> **WHAT IS EXPECTED**:
Return the records below word for word, with every line kept as is. Leave the pictures out of your answer.

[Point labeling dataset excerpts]
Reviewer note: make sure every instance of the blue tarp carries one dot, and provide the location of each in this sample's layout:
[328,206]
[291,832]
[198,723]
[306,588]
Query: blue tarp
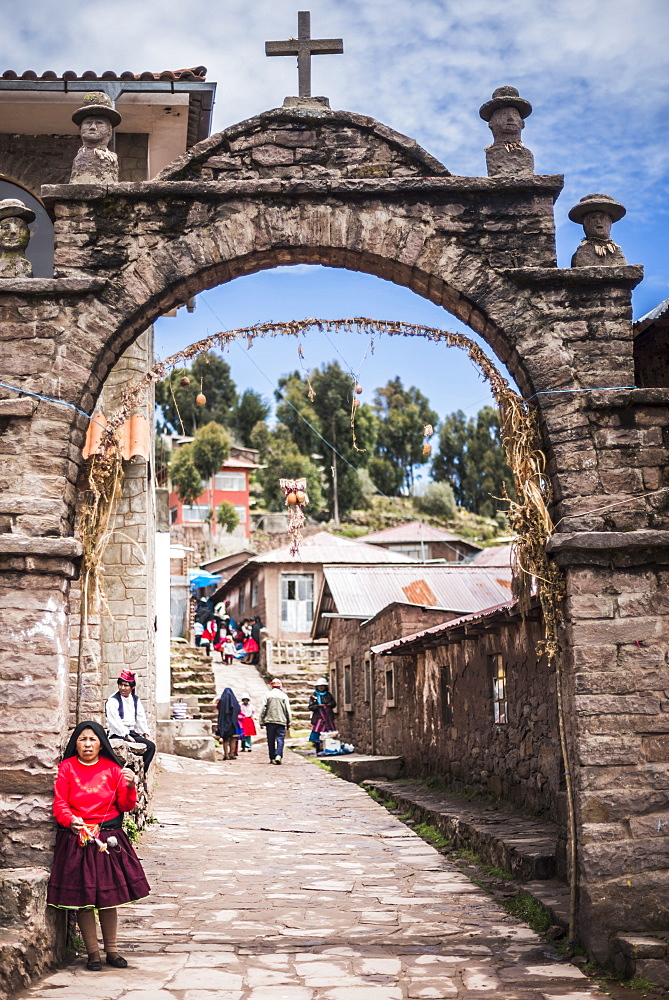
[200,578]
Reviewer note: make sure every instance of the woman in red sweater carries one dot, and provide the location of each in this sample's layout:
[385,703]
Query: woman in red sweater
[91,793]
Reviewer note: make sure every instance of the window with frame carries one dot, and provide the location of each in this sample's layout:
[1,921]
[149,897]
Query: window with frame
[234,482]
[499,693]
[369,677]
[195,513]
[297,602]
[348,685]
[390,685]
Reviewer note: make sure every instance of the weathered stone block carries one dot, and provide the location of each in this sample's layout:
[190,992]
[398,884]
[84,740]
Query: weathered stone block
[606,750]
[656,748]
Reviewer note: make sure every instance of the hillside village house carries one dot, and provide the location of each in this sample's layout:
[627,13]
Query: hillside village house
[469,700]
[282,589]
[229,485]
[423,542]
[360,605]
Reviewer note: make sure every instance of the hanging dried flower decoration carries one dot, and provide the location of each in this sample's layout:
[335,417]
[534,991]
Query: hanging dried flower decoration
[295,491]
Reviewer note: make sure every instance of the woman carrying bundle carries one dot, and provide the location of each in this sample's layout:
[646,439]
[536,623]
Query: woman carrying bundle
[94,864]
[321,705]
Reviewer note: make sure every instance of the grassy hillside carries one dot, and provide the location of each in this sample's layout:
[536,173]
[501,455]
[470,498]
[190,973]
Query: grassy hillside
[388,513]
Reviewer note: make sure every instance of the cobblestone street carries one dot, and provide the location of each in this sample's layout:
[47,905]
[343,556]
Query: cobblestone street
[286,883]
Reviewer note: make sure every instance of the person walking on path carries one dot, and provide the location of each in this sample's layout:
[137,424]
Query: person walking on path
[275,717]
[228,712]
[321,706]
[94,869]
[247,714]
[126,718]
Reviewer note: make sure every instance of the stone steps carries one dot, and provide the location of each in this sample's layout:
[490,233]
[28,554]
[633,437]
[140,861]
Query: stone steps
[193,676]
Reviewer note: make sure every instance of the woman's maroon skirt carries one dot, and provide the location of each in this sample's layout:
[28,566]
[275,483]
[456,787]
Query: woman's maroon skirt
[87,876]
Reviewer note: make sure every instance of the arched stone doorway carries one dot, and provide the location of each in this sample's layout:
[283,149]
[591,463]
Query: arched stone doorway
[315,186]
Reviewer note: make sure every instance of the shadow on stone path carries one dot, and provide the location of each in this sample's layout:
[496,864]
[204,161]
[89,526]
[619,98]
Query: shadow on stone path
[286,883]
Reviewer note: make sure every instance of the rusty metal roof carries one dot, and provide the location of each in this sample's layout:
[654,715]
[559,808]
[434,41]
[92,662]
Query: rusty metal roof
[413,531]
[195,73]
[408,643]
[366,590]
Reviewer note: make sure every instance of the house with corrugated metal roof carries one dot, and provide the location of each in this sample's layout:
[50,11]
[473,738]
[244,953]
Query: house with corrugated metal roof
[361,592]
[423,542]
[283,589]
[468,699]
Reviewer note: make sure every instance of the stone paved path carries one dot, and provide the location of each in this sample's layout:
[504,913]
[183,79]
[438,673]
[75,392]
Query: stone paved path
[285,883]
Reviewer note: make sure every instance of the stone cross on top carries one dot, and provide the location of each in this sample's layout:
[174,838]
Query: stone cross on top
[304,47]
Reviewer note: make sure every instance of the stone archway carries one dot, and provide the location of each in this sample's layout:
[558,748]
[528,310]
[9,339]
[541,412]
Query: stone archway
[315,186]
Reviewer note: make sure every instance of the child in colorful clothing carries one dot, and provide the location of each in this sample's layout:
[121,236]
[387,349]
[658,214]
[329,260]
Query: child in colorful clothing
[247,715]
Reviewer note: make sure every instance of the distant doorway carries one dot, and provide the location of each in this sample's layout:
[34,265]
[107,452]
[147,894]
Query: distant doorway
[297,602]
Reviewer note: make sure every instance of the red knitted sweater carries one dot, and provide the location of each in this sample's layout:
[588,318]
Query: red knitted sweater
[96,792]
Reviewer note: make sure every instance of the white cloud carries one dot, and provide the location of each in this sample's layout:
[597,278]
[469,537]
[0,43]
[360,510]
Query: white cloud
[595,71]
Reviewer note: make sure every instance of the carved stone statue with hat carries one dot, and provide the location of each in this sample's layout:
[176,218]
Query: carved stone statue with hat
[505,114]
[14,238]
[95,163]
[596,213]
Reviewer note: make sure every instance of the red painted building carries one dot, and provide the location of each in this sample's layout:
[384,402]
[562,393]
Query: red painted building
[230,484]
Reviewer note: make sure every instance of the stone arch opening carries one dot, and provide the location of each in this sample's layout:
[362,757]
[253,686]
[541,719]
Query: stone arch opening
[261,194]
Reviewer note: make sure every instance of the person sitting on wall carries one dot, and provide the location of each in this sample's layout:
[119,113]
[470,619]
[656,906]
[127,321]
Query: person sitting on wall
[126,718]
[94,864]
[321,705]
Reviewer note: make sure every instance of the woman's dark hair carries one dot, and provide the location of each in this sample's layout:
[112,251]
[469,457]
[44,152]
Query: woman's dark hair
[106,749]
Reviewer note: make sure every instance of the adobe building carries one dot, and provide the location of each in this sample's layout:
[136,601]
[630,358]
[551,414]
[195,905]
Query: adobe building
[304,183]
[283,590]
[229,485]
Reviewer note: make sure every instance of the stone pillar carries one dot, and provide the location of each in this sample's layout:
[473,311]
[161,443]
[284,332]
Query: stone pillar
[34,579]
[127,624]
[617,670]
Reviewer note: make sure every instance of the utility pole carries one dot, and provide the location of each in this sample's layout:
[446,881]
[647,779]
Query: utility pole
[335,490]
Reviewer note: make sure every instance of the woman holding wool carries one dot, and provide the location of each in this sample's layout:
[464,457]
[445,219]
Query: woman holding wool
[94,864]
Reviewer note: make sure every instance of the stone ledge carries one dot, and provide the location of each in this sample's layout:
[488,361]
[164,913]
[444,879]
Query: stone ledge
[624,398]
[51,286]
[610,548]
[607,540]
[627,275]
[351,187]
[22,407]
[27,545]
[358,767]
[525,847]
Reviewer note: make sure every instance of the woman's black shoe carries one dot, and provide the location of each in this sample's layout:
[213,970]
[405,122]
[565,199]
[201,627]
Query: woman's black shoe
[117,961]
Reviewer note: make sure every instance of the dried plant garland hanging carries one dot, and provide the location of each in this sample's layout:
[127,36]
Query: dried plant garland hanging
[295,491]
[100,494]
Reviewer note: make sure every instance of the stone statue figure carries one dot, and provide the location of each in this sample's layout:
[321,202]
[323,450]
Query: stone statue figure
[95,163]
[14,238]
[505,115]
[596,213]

> **ANSWER**:
Reviewer note: make sure every instance of the blue tarp carries one dot, and provide the location of each in this sample's layout:
[328,206]
[291,832]
[198,723]
[306,588]
Query: blue tarp
[200,578]
Reviewer note: make sure every instance of the woman in red sweater carries one dot, and provide the location of each in this sample's layout:
[385,703]
Query: woman in red sweater
[91,793]
Reviewer note: make sure every instance of the window with frame carries one dot, and provide the location of each in this sample's layout:
[1,921]
[149,897]
Query: window with frame
[234,482]
[499,693]
[369,677]
[195,513]
[297,602]
[348,685]
[390,685]
Reviewer note: make sure every instance of the weathered stone block carries one dot, and provide the location of each in this sample's layout:
[190,992]
[398,884]
[84,740]
Query: weathered stone block
[606,750]
[656,748]
Reviewer note: make sure every instance of the hillside village house carries one dot, and provide the location of each in this sample's layout:
[627,13]
Query: hillside village house
[469,700]
[282,589]
[229,485]
[423,542]
[360,605]
Reviewer note: make sure every instance of the hanging dried flower decoration carries one dot, and provide the location of each in this sample's layout:
[335,417]
[534,991]
Query: hanging dried flower decoration
[295,491]
Reviewer note: make sure every instance of the woman carrying bundle carries one dot, and provide the location of each in this sample's layout:
[646,439]
[536,623]
Query: woman carrying bundle
[94,864]
[321,705]
Reviewer note: make sure every instance of the grassy hillside carries one dot, and provide the location of each in this sample's layout:
[536,173]
[501,455]
[470,498]
[190,973]
Query: grassy hillside
[388,513]
Reviewer note: make sure every instance of the cobblestone street carries one dot, and provide the location of each in this sample's layout:
[47,905]
[343,556]
Query: cobblestone street
[286,883]
Reviewer note: make sure every instance of the person walking on path carries one dot, and provide the location of each in this sample's layout:
[137,424]
Query: person walking on path
[275,717]
[228,712]
[321,706]
[94,869]
[247,714]
[126,718]
Reviewer note: make sure every instance of the stone steps carries one dot, and provide the location of each in this sample's layout:
[490,233]
[28,554]
[633,437]
[140,861]
Query: stone steps
[193,676]
Reviewer note: make sure every instance of the woman's maroon skirt carries one dot, and provide the location of each in this sample's layout:
[28,566]
[275,483]
[456,787]
Query: woman's maroon skirt
[87,876]
Reviewer note: make sure every instance of the arched stone doorway carries one dot, and provide the location of each in this sample's layout:
[283,149]
[591,463]
Query: arched stone doorway
[315,186]
Reviewer note: make sure every instance of the shadow on stone path carries one dot, and provide the location of each in this sample's layout:
[496,864]
[204,161]
[89,526]
[619,98]
Query: shadow on stone path
[286,883]
Reviewer note: make sure every instance of the rusty metal roof carries one dot, and provide the location of each in this sample's layout:
[654,715]
[559,808]
[434,41]
[92,662]
Query: rusty metal roof
[413,531]
[195,73]
[408,643]
[366,590]
Reviewer note: make sure every instance of the house with corrugated metal roof carries one dot, and provide the location of each in this sample's layout:
[50,11]
[473,738]
[244,953]
Query: house with corrugated metal roof
[361,592]
[423,542]
[283,589]
[468,699]
Reviewer note: make sure every instance of the stone paved path carries one dot, and provide the location of each in this sample's layout:
[504,913]
[183,79]
[438,673]
[75,392]
Query: stone paved path
[285,883]
Reviewer note: make sure every instance of the stone cross on top carries one dot, and provide the location of each in this sample's layout:
[174,838]
Query: stone cross on top
[304,47]
Reviewer note: make sure every instance of the stone archway carries one dot, and provide the location of each in this sample's layout:
[558,748]
[528,310]
[9,339]
[541,412]
Query: stone archway
[315,186]
Reviewer note: make sure every instance of the child in colorful clothing carries one dot, and provide the location of each in this sample's layout:
[121,236]
[387,349]
[658,214]
[329,260]
Query: child in colorful clothing
[247,715]
Reviewer note: make sure every instance of the distant doorway carries one dot, and provide the location of each in this sample's layout:
[34,265]
[107,452]
[147,894]
Query: distant doorway
[297,602]
Reviewer note: make sure every instance of the red knitted sweater carries one dot, and provide the location of each in this sample's layout:
[588,318]
Query: red knitted sweater
[96,792]
Reviewer note: make sure every instance of the white cloud carries one dot, and provide the location of each in this sample's layout:
[597,278]
[469,537]
[0,43]
[360,510]
Query: white cloud
[595,71]
Reviewer note: make sure every instance of the carved stone statue with hat carries one dot, and provide the location of each in this sample's layout:
[176,218]
Query: carved stone statue with hat
[505,114]
[14,238]
[95,163]
[596,213]
Reviewer note: make sure every instance of the red painted building carries one dot, and provide the location of each in this sample's layout:
[384,402]
[562,393]
Query: red painted building
[230,484]
Reviewer note: make sure every instance of the stone arch opening carries one dot, and provide the location of each in this sample's layout:
[362,757]
[253,686]
[541,719]
Query: stone arch opening
[261,194]
Reviewer note: make sure every instance of the person sitting on wall carries one dot, and provide the location of each in this sample's layout:
[119,113]
[470,619]
[656,906]
[127,321]
Query: person sitting on wall
[126,718]
[94,864]
[321,705]
Reviewer note: make sure every instance of the woman's dark hair carries one dot, and provide the location of each in this sample's layout:
[112,251]
[469,457]
[44,152]
Query: woman's dark hair
[106,749]
Reviewer note: make sure every instance of the adobe building carries one dot, and provide the location of each in this sample's layout:
[136,601]
[630,358]
[551,414]
[195,905]
Query: adobe building
[304,183]
[283,590]
[229,485]
Reviewer note: make sure every instance of the stone pillar carries one dot, and provide the location of each in this sample's layout:
[473,311]
[161,443]
[284,332]
Query: stone pillar
[34,579]
[127,624]
[617,670]
Reviewer note: make sure every instance of the utility pole carries one dot, and provide the location of each in this sample's layout:
[446,881]
[647,779]
Query: utility pole
[335,490]
Reviewer note: make sure every instance of the woman holding wool carries one dot, and provide the location of each in this sample's layout:
[464,457]
[445,219]
Query: woman holding wool
[94,864]
Reviewer note: make sure every instance of the stone ledge carries one dot, and provide the location of each in this sample's layout:
[488,361]
[164,913]
[444,879]
Query: stone ledge
[624,398]
[51,286]
[610,548]
[607,540]
[627,275]
[351,187]
[22,407]
[27,545]
[358,767]
[525,847]
Reviewer note: make sure every instance of the woman's black shoe carries one dot, and provide the location of each in this sample's layout:
[213,970]
[405,122]
[565,199]
[201,627]
Query: woman's black shoe
[117,961]
Reviewer note: make sure every instance of the dried plant garland hanging carries one dot, and provide the location of each in this sample's layout:
[127,36]
Query: dried plant garland hanging
[295,491]
[100,494]
Reviewer note: make sure every instance of the stone statue figure carries one dot, and provide the location of each in this sample's layout:
[321,202]
[323,450]
Query: stone statue figure
[95,163]
[14,238]
[505,115]
[596,213]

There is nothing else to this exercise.